## Pedido 1
Substitua "cabin window" por "passenger window" nos registros situados entre a linha que contém "spot the main rotor blade in the photo above" e o fim dos registros, inclusive. Apresente somente essas linhas, com todo o resto inalterado.

....

Mausoléu da família Cabral

Esta semana, passados já alguns anos desde aquela nossa viagem, pesquisando nos arquivos virtuais do Instituto Histórico e Geográfico Brasileiro, deparei-me com um documento intitulado “Os Restos Mortais de Pedro Álvares Cabral”, com data de 28.06.1967, da autoria de Enéas Martins Filho, sócio efetivo daquele instituto. No documento, o autor presta conta de uma viagem feita ao país de Camões e detalha com bastante minudência a origem e o desenrolar da questão que tem posto em dúvidas o local em que repousam os restos mortais do nobre navegador português, oficialmente conhecido como o descobridor do Brasil.

Castelo de Belmonte - Belmonte/Portugal

Pedro Álvares Cabral, descendente de família nobre, nasceu no castelo da família na Vila de Belmonte, distrito de Castelo Branco, na região da Beira Baixa, a pouco mais de duzentos e trinta quilômetros de distância do local em que faleceu, Santarém, lugar em que se encontra oficialmente sepultado. Falecido em 1520, foi acomodado em um túmulo comum e provisório, mas sem a pompa que merecia. As informações que vamos dar doravante, foram extraídas do documento preparado pelo membro do IHGB, Enéas Martins Filho, além de outras colhidas mais recentemente na internet.

....

## Pedido 2
Copie integralmente o texto sobre o mausoléu da família Cabral, sem nenhuma alteração.

....

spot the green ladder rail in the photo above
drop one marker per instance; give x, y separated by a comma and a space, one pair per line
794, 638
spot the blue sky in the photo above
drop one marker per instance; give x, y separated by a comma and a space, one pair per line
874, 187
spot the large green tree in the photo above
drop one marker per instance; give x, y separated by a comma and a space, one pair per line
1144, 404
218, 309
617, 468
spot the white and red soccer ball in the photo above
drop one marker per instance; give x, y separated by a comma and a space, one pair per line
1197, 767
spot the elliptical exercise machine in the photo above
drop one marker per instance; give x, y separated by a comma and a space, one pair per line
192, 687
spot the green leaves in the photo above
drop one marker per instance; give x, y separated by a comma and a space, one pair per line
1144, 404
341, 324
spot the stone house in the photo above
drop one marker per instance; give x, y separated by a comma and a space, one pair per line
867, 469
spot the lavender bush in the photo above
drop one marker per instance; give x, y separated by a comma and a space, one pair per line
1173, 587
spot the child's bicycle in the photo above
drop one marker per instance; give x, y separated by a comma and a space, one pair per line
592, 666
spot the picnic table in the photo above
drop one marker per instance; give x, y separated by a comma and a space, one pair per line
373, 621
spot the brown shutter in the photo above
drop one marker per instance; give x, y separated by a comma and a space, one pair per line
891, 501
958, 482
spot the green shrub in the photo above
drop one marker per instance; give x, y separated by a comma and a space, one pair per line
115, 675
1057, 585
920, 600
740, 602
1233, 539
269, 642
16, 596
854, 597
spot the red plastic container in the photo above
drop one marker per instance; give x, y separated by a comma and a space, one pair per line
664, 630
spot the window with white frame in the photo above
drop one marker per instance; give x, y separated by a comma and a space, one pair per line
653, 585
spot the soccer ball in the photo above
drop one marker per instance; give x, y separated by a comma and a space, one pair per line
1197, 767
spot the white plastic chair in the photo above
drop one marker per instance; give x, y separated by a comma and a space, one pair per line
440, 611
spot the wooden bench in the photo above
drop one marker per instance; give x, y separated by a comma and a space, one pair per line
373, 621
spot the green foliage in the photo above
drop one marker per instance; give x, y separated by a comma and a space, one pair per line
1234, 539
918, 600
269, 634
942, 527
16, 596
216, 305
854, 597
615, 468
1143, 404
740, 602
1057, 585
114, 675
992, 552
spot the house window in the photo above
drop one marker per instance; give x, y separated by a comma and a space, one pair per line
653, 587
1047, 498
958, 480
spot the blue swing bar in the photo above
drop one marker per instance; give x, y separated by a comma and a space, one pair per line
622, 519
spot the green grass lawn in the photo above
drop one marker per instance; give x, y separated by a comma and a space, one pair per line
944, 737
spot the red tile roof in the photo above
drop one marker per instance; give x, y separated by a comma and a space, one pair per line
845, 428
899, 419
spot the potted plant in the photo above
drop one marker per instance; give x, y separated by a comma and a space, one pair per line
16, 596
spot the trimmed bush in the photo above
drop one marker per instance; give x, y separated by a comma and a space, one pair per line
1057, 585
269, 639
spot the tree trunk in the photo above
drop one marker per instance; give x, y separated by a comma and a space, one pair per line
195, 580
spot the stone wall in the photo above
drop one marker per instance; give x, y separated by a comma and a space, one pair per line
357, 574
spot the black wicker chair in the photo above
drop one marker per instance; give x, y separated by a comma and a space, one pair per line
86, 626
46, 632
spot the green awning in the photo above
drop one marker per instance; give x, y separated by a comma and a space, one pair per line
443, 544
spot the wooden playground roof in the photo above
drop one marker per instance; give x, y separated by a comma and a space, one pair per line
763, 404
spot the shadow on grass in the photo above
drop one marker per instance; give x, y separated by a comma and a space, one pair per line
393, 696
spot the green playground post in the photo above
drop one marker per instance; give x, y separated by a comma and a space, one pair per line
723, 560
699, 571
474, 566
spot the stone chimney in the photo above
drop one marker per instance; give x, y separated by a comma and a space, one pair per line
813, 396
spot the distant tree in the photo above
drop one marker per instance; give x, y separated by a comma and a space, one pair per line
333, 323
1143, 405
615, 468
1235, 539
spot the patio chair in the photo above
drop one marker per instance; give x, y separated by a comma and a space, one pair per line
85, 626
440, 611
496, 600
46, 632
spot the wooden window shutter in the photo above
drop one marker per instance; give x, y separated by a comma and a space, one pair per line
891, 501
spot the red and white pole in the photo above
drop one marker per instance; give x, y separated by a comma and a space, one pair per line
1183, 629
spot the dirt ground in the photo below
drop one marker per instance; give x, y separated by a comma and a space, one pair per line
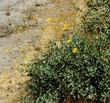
26, 26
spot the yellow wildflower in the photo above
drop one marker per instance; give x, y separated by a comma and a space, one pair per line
69, 40
65, 27
49, 20
74, 50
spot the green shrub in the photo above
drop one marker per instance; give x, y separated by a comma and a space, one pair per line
77, 69
97, 18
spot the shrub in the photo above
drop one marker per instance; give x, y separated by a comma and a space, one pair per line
97, 18
76, 69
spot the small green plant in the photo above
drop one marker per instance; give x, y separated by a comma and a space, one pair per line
76, 69
97, 18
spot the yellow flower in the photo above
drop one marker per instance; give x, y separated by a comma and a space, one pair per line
65, 27
49, 20
69, 40
74, 50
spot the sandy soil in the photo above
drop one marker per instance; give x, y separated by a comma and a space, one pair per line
26, 26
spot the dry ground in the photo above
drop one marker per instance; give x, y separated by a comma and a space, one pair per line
25, 27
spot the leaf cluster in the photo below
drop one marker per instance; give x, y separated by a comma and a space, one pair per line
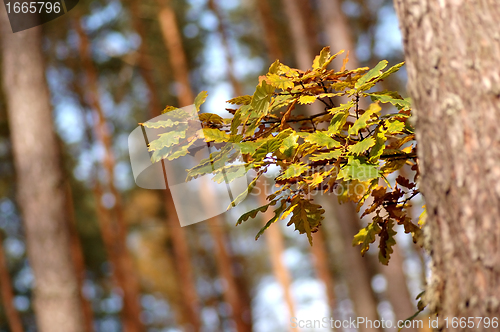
343, 149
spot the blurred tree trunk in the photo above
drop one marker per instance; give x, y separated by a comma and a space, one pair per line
269, 31
115, 226
13, 317
302, 48
182, 256
322, 266
356, 268
78, 259
340, 37
224, 35
275, 243
40, 181
452, 52
338, 32
173, 41
358, 274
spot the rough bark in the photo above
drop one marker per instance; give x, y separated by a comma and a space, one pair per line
40, 181
452, 51
7, 290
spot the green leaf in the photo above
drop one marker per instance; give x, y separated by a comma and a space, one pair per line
200, 99
280, 82
390, 97
215, 135
366, 236
362, 122
241, 100
244, 194
371, 74
281, 101
261, 97
277, 213
215, 161
391, 70
305, 100
248, 147
169, 109
293, 171
362, 146
337, 122
306, 217
289, 145
253, 213
320, 59
287, 71
161, 154
358, 169
387, 241
167, 139
394, 126
273, 69
229, 173
160, 124
321, 139
210, 117
266, 147
335, 154
423, 217
379, 147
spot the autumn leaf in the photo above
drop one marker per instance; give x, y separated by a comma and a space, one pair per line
362, 146
366, 236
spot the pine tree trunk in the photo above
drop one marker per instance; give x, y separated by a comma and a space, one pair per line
224, 35
114, 225
357, 273
275, 243
452, 52
269, 31
40, 181
179, 64
182, 255
78, 259
173, 42
10, 310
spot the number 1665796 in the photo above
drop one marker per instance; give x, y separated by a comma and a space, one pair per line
34, 7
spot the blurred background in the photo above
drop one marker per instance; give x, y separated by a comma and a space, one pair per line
111, 64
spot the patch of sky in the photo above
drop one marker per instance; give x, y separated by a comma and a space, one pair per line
351, 8
101, 15
363, 47
116, 44
68, 121
387, 34
191, 30
208, 20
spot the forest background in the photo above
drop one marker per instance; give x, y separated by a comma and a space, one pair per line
113, 64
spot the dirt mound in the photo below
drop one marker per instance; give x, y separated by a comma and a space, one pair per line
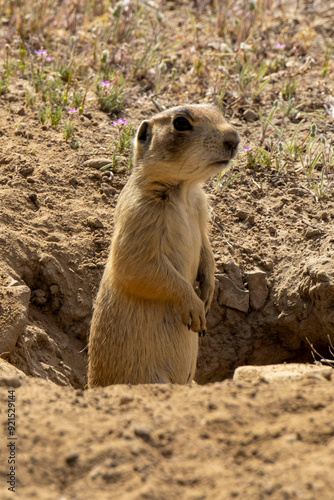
72, 75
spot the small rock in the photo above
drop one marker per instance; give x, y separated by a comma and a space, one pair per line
72, 459
14, 317
10, 382
297, 191
94, 222
232, 296
258, 288
311, 232
26, 170
54, 289
33, 197
125, 399
234, 273
250, 115
242, 214
5, 159
97, 162
143, 432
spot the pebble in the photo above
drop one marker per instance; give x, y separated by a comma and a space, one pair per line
94, 222
232, 296
311, 232
72, 459
143, 432
258, 288
250, 115
97, 162
242, 214
26, 170
10, 382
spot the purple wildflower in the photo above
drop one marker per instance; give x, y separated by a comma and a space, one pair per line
41, 52
120, 121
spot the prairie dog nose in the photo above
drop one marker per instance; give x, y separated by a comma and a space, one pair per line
231, 141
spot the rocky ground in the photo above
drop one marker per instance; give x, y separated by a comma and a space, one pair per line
272, 231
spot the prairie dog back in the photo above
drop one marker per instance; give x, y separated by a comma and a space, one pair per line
147, 315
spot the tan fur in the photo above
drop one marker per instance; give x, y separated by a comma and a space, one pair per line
147, 313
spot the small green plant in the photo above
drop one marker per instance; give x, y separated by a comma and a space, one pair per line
327, 58
68, 130
289, 88
56, 115
77, 98
42, 114
22, 56
110, 95
4, 83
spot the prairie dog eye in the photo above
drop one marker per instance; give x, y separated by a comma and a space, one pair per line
181, 124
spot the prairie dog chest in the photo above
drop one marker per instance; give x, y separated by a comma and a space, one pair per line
185, 222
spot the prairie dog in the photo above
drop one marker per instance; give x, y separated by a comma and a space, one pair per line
147, 315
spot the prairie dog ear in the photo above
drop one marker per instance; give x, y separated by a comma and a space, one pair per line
144, 136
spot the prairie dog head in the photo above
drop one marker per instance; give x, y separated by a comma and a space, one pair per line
185, 143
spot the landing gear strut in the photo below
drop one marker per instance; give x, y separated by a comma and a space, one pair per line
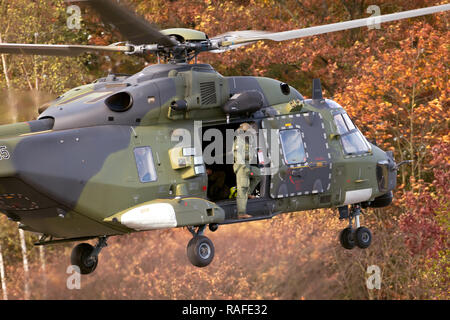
85, 256
361, 236
200, 249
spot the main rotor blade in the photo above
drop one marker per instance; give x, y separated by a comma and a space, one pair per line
135, 29
232, 40
57, 49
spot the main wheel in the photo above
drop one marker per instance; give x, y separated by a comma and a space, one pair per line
80, 255
346, 238
200, 251
363, 237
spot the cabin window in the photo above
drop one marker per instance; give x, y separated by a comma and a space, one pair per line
292, 144
145, 164
352, 140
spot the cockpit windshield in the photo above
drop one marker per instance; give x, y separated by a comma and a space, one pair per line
352, 140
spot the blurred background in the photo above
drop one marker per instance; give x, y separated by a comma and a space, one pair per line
392, 81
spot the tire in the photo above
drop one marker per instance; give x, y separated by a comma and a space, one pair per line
79, 258
346, 238
200, 251
363, 237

....

## Resposta correta 1
spot the main rotor blade in the photo above
drop one marker per instance; give x, y separated by a comma and a space, one pair per line
135, 29
232, 40
57, 49
spot the main wheel in the photo above
drop one marker per instance; give x, y separated by a comma and a space, one pair per line
80, 255
346, 238
200, 251
363, 237
spot the passenger window in the photo above
drop one marker per instance; give x, y separated by a comma and a space, one pair per line
292, 144
145, 164
352, 140
spot the cockpit windshield in the photo above
drop one marker per instance; give x, y separated by a comma and a space, one pair per line
352, 140
spot the blurred background in the photo above
drop one marker per instance; give x, y separated by a comma and a space, one pair per line
392, 81
spot the tire in the photo above
drop one marker per instance; give x, y separated by a comma and a space, one pair per line
79, 258
346, 238
200, 251
363, 237

## Resposta correta 2
Mausoléu da família Cabral

Esta semana, passados já alguns anos desde aquela nossa viagem, pesquisando nos arquivos virtuais do Instituto Histórico e Geográfico Brasileiro, deparei-me com um documento intitulado “Os Restos Mortais de Pedro Álvares Cabral”, com data de 28.06.1967, da autoria de Enéas Martins Filho, sócio efetivo daquele instituto. No documento, o autor presta conta de uma viagem feita ao país de Camões e detalha com bastante minudência a origem e o desenrolar da questão que tem posto em dúvidas o local em que repousam os restos mortais do nobre navegador português, oficialmente conhecido como o descobridor do Brasil.

Castelo de Belmonte - Belmonte/Portugal

Pedro Álvares Cabral, descendente de família nobre, nasceu no castelo da família na Vila de Belmonte, distrito de Castelo Branco, na região da Beira Baixa, a pouco mais de duzentos e trinta quilômetros de distância do local em que faleceu, Santarém, lugar em que se encontra oficialmente sepultado. Falecido em 1520, foi acomodado em um túmulo comum e provisório, mas sem a pompa que merecia. As informações que vamos dar doravante, foram extraídas do documento preparado pelo membro do IHGB, Enéas Martins Filho, além de outras colhidas mais recentemente na internet.